*Alıntı:*
* * *
Davalı şirket vekili, müvekkili şirket ile davacı şirket arasında 31/12/2012 tarihli Teknik bakım ve servis hizmetleri sözleşmesi bulunduğunu, mahkeme nezdinde görülmekte olan ihtilafın bu sözleşmeden ve ayrıca alacağın temliki sözleşmesinden kaynaklandığını, taraflar arasındaki sözleşmenin 17. maddesinde İstanbul mahkemelerinin yetkili olduğunun kabul edildiğini, bu nedenle mahkemenin yetkisine itiraz ettiklerini, müvekkilinin davacı şirkete ait uçağa bakım teknik hizmet desteği verdiğini, davacının 04/11/2014 tarihinde teknik bakım için dava konusu uçağı rızasıyla müvekkili şirkete teslim ettiğini, müvekkilinin uçak üzerinde yaptığı teknik incelemeler sonucunda uçağın gövde kısmında hasar ve bazı parçalarda da arıza tespit ettiğini, bu durumu davacıya bildirerek onarım yapılabileceği, ancak geçmiş döneme ait borçların ödenmesi gerektiğinin bildirildiğini, müvekkili şirketin davacıya ait uçağa yaptığı bakım hizmetlerinden dolayı 21 adet fatura karşılığı 507.945,74 USD alacaklı bulunduğunu, bu faturaların da davacı tarafından tebliğ alındığını, ayrıca müvekkili ile dava dışı …arasında 01/12/2014 tarihli alacağın temliki sözleşmesinin yapıldığını, bu sözleşme ile dava dışı … şirketinin davacıdan olan 1.800.479,00 USD alacağının müvekkili şirkete temlik edildiğini,bu temlik ile müvekkilinin davacıdan olan toplam alacağının 2.308.424,74 USD olduğunu, temlik işleminin de davacı borçluya bildirildiğini, müvekkilinin davacıdan olan ve muaccel olmuş alacaklarının ödenmesini istemesine rağmen ödenmemesi üzerine kendisine rızaen teslim edilen davacıya ait uçak üzerinde TMK 950. maddesi gereğince hapis hakkını kullandığını, davacı uçağa ait bazı parçaların kaçırıldığını iddia etmiş ise de icra dosyasındaki beyanlarında da görüleceği üzere söz konusu parçaların davacı şirketin başkan yardımcısı sıfatıyla diğer davalıya 18/11/2014 tarihinde teslim edildiğini, Bakırköy …. ATM tarafından verilen ihtiyati tedbir kararı gereğince uçağın müvekkilince hapis hakkının kullanılmaya başlandığı tarih itibariyle ve mevcut haliyle teslim edildiğini ve müvekkilinde herhangi bir parça olmadığını, müvekkilinin hapis hakkını yasal çerçevede kullandığını ve kusur ve sorumluluğunun bulunmadığını, davacının zararı doğmuş ise bu zarar ile müvekkilinin arasında illiyet bağı kurulamayacağını, Bakırköy …. ATM’nin … E sayılı dosyasının bekletici mesele sayılması gerektiğini savunarak davanın öncelikle yetkisizlik nedeniyle ve esastan reddine karar verilmesini istemiştir.
* * *
*Veri kesiti:*
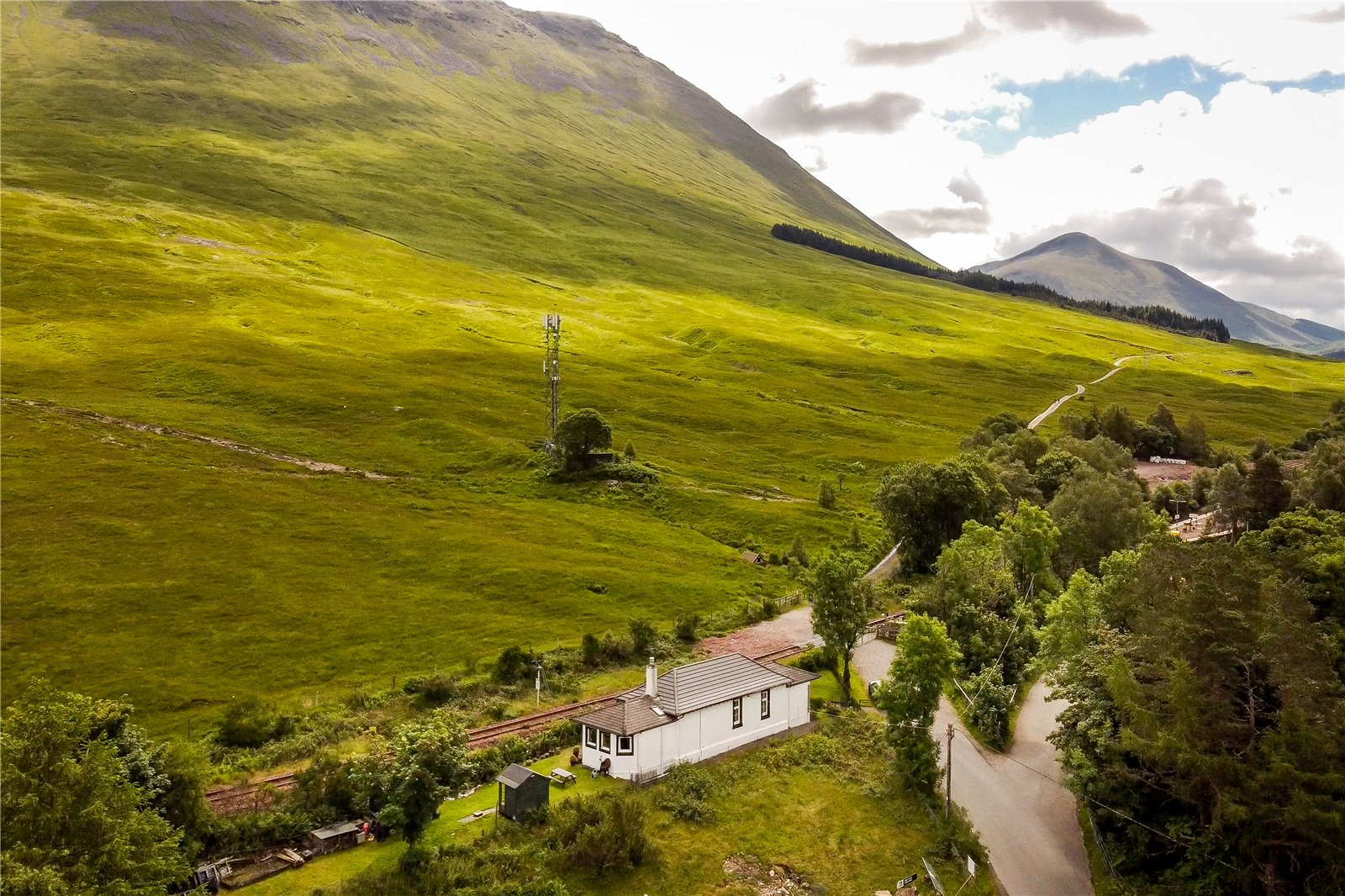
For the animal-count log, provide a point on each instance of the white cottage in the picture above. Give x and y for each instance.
(692, 714)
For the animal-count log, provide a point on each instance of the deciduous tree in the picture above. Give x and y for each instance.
(925, 505)
(582, 434)
(74, 821)
(841, 599)
(925, 663)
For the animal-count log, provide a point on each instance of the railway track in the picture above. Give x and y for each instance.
(237, 798)
(241, 797)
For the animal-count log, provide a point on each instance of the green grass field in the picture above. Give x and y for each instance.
(336, 239)
(847, 837)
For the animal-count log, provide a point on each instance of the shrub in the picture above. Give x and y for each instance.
(683, 793)
(642, 635)
(686, 627)
(615, 649)
(435, 690)
(814, 660)
(592, 650)
(600, 835)
(251, 723)
(798, 552)
(513, 665)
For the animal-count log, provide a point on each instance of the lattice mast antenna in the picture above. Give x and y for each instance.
(551, 367)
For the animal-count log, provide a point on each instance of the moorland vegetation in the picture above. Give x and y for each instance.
(324, 235)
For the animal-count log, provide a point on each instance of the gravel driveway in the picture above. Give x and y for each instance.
(1024, 817)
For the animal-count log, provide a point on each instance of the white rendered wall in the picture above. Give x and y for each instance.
(704, 734)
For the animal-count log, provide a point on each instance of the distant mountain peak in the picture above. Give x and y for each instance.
(1082, 266)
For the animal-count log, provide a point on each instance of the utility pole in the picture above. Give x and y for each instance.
(947, 798)
(551, 369)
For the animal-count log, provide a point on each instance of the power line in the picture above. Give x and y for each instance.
(1095, 802)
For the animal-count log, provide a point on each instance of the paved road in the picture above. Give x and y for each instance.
(1053, 408)
(1079, 389)
(1026, 820)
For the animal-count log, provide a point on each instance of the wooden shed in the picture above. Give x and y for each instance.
(520, 791)
(334, 837)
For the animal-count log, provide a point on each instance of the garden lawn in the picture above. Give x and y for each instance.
(327, 241)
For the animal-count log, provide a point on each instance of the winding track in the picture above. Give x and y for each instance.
(1079, 389)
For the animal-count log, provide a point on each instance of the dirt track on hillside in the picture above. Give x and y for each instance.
(307, 463)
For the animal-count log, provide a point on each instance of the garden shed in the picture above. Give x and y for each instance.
(520, 791)
(334, 837)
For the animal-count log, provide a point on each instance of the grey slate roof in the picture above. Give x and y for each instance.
(515, 775)
(713, 681)
(335, 830)
(793, 673)
(690, 688)
(630, 714)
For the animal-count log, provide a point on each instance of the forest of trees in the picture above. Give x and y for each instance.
(1157, 316)
(1205, 727)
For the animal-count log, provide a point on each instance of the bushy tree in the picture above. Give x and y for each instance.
(925, 663)
(977, 596)
(841, 599)
(925, 505)
(1228, 498)
(582, 434)
(1203, 707)
(425, 762)
(1053, 470)
(1264, 490)
(992, 701)
(1100, 514)
(74, 821)
(513, 665)
(1322, 479)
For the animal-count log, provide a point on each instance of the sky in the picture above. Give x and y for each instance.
(1205, 134)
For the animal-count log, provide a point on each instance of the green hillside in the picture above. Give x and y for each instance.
(330, 232)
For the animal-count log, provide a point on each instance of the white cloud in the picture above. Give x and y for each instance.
(1278, 151)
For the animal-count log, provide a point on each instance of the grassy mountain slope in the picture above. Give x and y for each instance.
(1082, 266)
(330, 232)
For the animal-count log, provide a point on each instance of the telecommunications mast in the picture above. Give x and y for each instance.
(551, 367)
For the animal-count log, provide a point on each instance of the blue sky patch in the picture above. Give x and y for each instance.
(1060, 107)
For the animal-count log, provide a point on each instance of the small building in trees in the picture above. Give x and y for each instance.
(520, 790)
(334, 837)
(694, 712)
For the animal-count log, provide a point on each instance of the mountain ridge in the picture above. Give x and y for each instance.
(1083, 266)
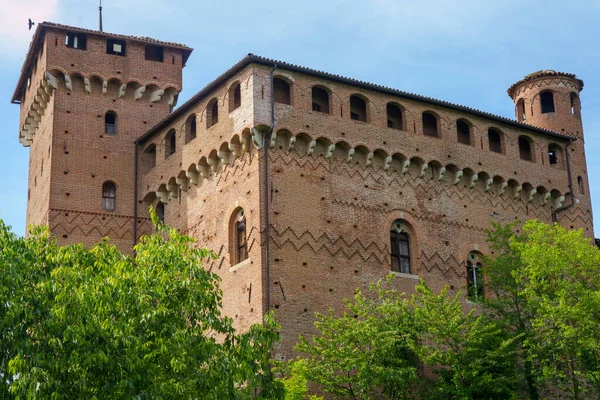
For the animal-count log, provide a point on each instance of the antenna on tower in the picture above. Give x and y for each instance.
(100, 14)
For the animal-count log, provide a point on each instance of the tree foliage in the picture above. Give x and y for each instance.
(94, 323)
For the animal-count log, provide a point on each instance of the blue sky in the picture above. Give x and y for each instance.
(464, 51)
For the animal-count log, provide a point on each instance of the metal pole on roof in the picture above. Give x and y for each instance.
(100, 12)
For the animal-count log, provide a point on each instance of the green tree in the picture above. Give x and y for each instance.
(79, 323)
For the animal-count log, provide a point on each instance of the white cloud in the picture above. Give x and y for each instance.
(14, 36)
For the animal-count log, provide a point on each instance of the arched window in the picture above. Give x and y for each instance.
(235, 96)
(110, 123)
(149, 158)
(525, 149)
(495, 140)
(521, 110)
(580, 185)
(463, 132)
(358, 109)
(547, 102)
(170, 143)
(400, 247)
(282, 92)
(160, 212)
(430, 125)
(240, 243)
(474, 278)
(212, 113)
(109, 196)
(394, 114)
(320, 100)
(190, 128)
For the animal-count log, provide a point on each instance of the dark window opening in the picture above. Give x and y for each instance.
(525, 149)
(241, 249)
(282, 91)
(463, 132)
(170, 143)
(547, 102)
(109, 196)
(320, 100)
(358, 109)
(495, 141)
(580, 185)
(400, 255)
(154, 53)
(76, 40)
(474, 281)
(394, 117)
(110, 123)
(115, 47)
(430, 125)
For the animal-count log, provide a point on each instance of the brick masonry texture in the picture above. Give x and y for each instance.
(334, 188)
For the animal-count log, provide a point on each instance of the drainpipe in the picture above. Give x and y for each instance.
(266, 143)
(572, 196)
(135, 188)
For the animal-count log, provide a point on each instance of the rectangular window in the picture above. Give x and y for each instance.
(154, 53)
(76, 40)
(116, 47)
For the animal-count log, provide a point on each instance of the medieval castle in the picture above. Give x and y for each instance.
(306, 184)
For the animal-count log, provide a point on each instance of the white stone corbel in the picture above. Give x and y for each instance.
(51, 80)
(139, 92)
(531, 195)
(545, 198)
(330, 151)
(192, 176)
(311, 148)
(224, 156)
(518, 191)
(387, 162)
(292, 143)
(459, 175)
(156, 95)
(122, 90)
(405, 166)
(182, 183)
(350, 155)
(423, 169)
(68, 83)
(488, 185)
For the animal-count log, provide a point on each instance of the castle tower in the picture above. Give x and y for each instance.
(85, 96)
(550, 100)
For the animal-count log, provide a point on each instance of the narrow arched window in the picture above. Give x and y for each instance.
(580, 185)
(109, 196)
(400, 248)
(149, 158)
(394, 116)
(430, 125)
(320, 100)
(170, 143)
(110, 123)
(463, 132)
(474, 278)
(190, 128)
(235, 96)
(495, 140)
(212, 113)
(282, 92)
(525, 149)
(547, 102)
(358, 109)
(240, 243)
(521, 110)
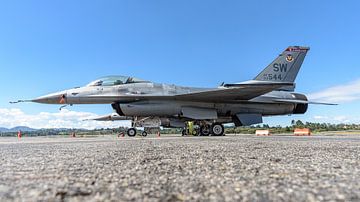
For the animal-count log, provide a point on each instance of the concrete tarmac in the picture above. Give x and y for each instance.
(231, 168)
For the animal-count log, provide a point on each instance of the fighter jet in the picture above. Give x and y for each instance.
(143, 102)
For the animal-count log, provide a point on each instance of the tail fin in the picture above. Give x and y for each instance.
(285, 67)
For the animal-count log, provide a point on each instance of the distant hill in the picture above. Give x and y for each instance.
(17, 128)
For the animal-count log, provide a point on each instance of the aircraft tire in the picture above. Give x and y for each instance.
(217, 129)
(205, 130)
(183, 132)
(131, 132)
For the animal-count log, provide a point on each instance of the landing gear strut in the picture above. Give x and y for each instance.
(131, 132)
(217, 129)
(205, 130)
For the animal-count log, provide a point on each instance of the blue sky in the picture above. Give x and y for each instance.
(47, 46)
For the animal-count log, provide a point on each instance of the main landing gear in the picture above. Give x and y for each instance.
(215, 129)
(131, 132)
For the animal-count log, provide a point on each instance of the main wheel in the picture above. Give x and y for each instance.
(183, 132)
(217, 129)
(131, 132)
(205, 130)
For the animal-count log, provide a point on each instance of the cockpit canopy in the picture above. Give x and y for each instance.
(115, 80)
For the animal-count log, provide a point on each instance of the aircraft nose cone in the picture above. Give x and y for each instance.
(54, 98)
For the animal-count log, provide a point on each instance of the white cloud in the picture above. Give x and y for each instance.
(63, 119)
(338, 94)
(318, 117)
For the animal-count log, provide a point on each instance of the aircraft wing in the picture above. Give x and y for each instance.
(302, 102)
(237, 92)
(227, 93)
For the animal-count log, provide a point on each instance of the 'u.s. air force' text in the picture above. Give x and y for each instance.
(279, 70)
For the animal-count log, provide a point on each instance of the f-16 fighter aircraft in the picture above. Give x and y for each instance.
(270, 93)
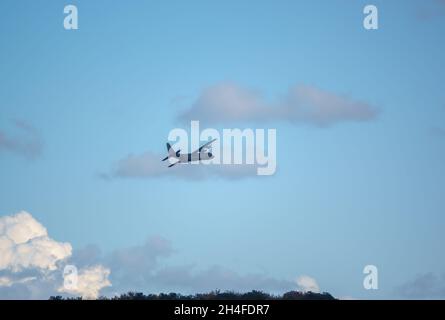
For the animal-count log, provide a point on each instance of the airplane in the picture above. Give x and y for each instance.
(203, 153)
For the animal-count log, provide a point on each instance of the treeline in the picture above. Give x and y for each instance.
(214, 295)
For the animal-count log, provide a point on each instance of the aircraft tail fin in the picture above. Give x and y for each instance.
(171, 152)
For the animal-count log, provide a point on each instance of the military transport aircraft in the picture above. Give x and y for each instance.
(203, 153)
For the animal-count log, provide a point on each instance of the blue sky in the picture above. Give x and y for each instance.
(344, 196)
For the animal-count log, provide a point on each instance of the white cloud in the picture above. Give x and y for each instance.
(306, 284)
(31, 263)
(89, 282)
(27, 142)
(24, 243)
(228, 102)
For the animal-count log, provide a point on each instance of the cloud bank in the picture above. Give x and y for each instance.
(28, 143)
(37, 272)
(302, 104)
(31, 263)
(423, 286)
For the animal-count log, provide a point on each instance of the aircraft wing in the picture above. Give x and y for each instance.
(205, 145)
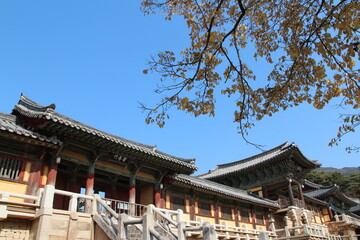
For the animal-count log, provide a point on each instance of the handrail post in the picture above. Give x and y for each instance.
(121, 227)
(306, 229)
(180, 225)
(3, 206)
(39, 195)
(94, 208)
(208, 231)
(148, 223)
(73, 203)
(287, 232)
(47, 200)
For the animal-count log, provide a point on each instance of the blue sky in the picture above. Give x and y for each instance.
(87, 57)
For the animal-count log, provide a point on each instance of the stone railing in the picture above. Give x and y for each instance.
(25, 206)
(347, 219)
(131, 209)
(284, 203)
(302, 232)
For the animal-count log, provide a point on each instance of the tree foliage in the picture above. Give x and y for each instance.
* * *
*Görev 1:*
Alıntıya dayanarak şu soruları yanıtlayın:
(a) Taraflar arasındaki sözleşmenin hangi maddesinde İstanbul mahkemelerinin yetkili olduğu kabul edilmiştir?
(b) Davacı, uçağı teknik bakım için müvekkil şirkete hangi tarihte teslim etmiştir?
(c) Alacağın temliki sözleşmesiyle müvekkil şirkete temlik edilen alacak ne kadardır?
*Görev 2:* Alıntıyı iki cümleyle özetleyin.
Satırların alıntıyla hiçbir ilgisi yoktur.

*Yazılı yanıt 1:*
(a) 17. maddesinde.
(b) 04/11/2014 tarihinde.
(c) 1.800.479,00 USD.

*Yazılı yanıt 2:* Davalı şirket vekili, sözleşmenin 17. maddesine göre İstanbul mahkemelerinin yetkili olduğunu öne sürerek yetkiye itiraz etmiştir ve müvekkilinin bakım faturaları ile alacağın temliki sonucunda davacıdan toplam 2.308.424,74 USD alacaklı olduğunu belirtmiştir. Alacaklar ödenmeyince müvekkilinin kendisine rızaen teslim edilen uçak üzerinde TMK 950. maddesi gereğince hapis hakkını yasal çerçevede kullandığını ve kusuru bulunmadığını savunarak davanın öncelikle yetkisizlik nedeniyle, ayrıca esastan reddini istemiştir.